Exercise objective –
Return each of the entries below word for word, leaving out the pictures.

━━━━━ Data shown

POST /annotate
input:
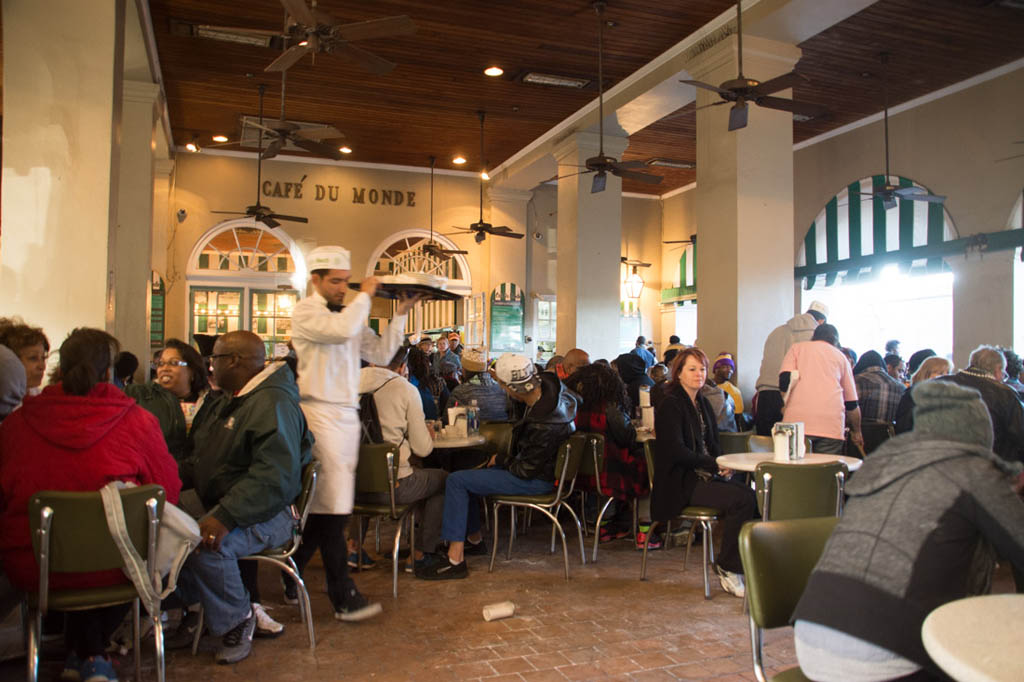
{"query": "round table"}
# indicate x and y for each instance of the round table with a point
(977, 638)
(750, 461)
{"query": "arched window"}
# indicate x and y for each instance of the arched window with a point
(243, 274)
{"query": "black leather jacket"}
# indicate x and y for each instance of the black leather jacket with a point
(542, 430)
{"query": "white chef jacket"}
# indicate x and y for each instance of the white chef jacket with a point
(329, 346)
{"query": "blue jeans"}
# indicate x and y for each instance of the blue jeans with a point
(214, 580)
(458, 522)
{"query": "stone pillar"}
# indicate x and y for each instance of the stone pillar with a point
(133, 262)
(743, 209)
(983, 302)
(61, 136)
(590, 236)
(508, 256)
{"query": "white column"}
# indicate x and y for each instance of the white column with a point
(590, 235)
(743, 209)
(508, 256)
(134, 227)
(61, 132)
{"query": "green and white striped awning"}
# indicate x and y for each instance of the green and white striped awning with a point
(851, 228)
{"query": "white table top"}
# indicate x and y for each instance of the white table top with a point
(977, 638)
(462, 441)
(750, 461)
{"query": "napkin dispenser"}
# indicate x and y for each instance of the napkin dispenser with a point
(787, 438)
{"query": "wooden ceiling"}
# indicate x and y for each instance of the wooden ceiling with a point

━━━━━━━━━━

Expected answer –
POST /annotate
input:
{"query": "round table"}
# indicate x and y for each instance of the round table with a point
(977, 638)
(750, 461)
{"query": "arched window"}
# indicate x and y for each instance of the arched window with a point
(243, 274)
{"query": "black leather jacket"}
# indicate x and y for each instance of the black leather jacket with a point
(542, 430)
{"query": "white chef jacket"}
# indicate x and y for each instance of the white chef jacket with a point
(329, 346)
{"query": "blue jeans"}
# indicate x and y for each instance of the blue jeans with a point
(214, 580)
(458, 522)
{"query": "stone pillar"}
# indicate x and y for each instance of the stone pillar with a point
(133, 262)
(743, 209)
(983, 302)
(61, 136)
(590, 236)
(508, 256)
{"query": "white column"}
# indicate x and y for each instance of the white column with a point
(590, 235)
(743, 209)
(508, 256)
(134, 227)
(61, 132)
{"query": "green and white striped awning"}
# indicate x and y for each instance of the green and white striped awning with a point
(851, 228)
{"query": "white table top"}
# indicate x and y for each instance of the white table top with a point
(977, 638)
(462, 441)
(750, 461)
{"query": "napkin dispenser"}
# indicate x and y for each instance of the napkin dispenser with a point
(787, 438)
{"query": "wooden ceiling"}
# indicate x and y for each instance of the wooden ceiling with a point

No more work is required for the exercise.